[What you will do] The required output is the line containing "[indicate] the grassy slope" through the final line of the material below, printed exactly, with no other lines.
— START Provided data —
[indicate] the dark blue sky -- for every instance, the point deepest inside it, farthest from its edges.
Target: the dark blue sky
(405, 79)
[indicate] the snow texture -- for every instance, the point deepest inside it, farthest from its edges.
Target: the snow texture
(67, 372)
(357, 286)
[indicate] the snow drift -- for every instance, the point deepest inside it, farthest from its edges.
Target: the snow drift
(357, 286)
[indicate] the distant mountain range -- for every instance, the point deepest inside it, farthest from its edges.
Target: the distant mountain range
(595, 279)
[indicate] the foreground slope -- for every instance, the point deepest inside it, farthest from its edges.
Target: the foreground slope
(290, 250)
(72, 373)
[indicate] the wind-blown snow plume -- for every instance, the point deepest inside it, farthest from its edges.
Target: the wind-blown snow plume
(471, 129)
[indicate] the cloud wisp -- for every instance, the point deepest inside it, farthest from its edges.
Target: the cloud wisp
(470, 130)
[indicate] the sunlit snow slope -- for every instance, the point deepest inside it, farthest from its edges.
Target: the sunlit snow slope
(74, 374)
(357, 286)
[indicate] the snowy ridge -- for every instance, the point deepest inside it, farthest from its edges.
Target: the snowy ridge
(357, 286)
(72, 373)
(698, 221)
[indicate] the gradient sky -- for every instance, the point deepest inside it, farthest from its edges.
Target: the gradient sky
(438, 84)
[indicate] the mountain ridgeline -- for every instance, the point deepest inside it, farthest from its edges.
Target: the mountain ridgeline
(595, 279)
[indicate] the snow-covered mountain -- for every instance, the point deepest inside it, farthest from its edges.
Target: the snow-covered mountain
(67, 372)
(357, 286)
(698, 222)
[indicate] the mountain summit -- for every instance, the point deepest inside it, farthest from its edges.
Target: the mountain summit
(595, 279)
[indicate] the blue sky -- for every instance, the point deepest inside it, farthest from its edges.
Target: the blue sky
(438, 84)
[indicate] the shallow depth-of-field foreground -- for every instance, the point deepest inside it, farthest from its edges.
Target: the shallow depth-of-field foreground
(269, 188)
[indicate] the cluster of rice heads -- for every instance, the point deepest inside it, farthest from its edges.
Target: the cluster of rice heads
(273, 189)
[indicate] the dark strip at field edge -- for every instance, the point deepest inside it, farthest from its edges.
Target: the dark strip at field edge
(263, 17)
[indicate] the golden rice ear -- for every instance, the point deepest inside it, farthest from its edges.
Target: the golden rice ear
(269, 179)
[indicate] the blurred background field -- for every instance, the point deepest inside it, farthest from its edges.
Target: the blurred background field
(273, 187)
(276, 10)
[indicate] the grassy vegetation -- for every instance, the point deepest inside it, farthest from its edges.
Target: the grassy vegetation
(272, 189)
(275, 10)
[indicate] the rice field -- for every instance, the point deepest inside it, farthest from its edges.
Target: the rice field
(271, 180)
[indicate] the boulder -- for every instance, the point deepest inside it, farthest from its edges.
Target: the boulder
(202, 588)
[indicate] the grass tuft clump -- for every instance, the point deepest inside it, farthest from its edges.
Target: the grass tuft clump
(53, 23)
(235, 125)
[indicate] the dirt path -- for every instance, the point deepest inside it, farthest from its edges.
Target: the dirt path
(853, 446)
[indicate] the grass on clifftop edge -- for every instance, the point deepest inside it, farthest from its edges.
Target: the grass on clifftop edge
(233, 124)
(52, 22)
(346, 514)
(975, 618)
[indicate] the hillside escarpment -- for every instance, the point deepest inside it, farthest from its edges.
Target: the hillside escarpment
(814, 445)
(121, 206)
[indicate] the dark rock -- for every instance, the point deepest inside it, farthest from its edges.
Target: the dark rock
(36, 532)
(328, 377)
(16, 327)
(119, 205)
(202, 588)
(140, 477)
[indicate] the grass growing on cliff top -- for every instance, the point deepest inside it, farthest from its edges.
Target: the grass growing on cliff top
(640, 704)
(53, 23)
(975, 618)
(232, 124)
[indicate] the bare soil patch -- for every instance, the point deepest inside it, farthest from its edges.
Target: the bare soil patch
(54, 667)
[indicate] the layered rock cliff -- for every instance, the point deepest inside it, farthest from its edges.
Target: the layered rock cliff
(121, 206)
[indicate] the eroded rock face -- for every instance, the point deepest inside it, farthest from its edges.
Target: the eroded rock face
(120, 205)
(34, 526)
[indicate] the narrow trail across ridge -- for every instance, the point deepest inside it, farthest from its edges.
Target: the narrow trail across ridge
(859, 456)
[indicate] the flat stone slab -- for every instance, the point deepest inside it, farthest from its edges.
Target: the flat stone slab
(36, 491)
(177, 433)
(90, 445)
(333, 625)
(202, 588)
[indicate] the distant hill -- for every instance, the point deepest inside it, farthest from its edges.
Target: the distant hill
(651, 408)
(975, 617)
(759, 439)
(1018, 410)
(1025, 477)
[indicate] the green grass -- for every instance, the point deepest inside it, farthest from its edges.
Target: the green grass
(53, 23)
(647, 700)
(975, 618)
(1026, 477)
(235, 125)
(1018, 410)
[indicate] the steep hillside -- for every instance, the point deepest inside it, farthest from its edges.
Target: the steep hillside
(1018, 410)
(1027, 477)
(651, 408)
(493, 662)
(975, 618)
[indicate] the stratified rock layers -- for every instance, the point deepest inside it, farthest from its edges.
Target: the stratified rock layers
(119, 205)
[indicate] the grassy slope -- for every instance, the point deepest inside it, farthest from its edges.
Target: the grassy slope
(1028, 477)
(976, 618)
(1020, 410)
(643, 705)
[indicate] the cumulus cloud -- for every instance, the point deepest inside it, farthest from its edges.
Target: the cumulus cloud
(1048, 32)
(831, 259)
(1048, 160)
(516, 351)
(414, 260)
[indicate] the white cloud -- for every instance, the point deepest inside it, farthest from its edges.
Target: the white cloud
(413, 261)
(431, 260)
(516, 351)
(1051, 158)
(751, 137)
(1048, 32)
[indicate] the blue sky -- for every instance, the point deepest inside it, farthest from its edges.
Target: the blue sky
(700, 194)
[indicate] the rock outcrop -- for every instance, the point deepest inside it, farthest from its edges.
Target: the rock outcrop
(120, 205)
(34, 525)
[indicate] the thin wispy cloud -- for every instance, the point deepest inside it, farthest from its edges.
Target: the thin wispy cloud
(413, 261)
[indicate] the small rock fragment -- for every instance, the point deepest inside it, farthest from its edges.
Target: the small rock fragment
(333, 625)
— END Provided data —
[Problem solution]
[indicate] the grassy slope -- for every instance, the point deepest inside it, farthest from its edges.
Target: the grassy slope
(1028, 477)
(976, 618)
(1020, 410)
(643, 705)
[indicate] the cumulus cloud -- for every instance, the point deepest inside it, farthest from its edges.
Target: the cumulus cloud
(1048, 32)
(831, 259)
(1048, 160)
(516, 351)
(414, 260)
[indicate] the white cloud -- for every instance, the point deepest inside it, farthest from its edges.
Target: the white cloud
(413, 261)
(431, 260)
(516, 351)
(1051, 158)
(751, 137)
(1048, 32)
[indicate] the blue sky -- for every instance, the point deepest inside it, farthest from its edges.
Target: the blue sky
(700, 194)
[indicate] the rock outcrop -- for every instance, the point deepest inside it, farthest from its edges.
Target: the rock outcrop
(120, 205)
(34, 525)
[indicate] the thin wispy cloud -- for every instance, the point deepest inside it, farthest from its edges.
Target: the thin wispy cloud
(413, 261)
[indicate] the small rock fragment -- for every instance, the point deepest inside it, farthest from its edges.
Target: the small rock fragment
(333, 625)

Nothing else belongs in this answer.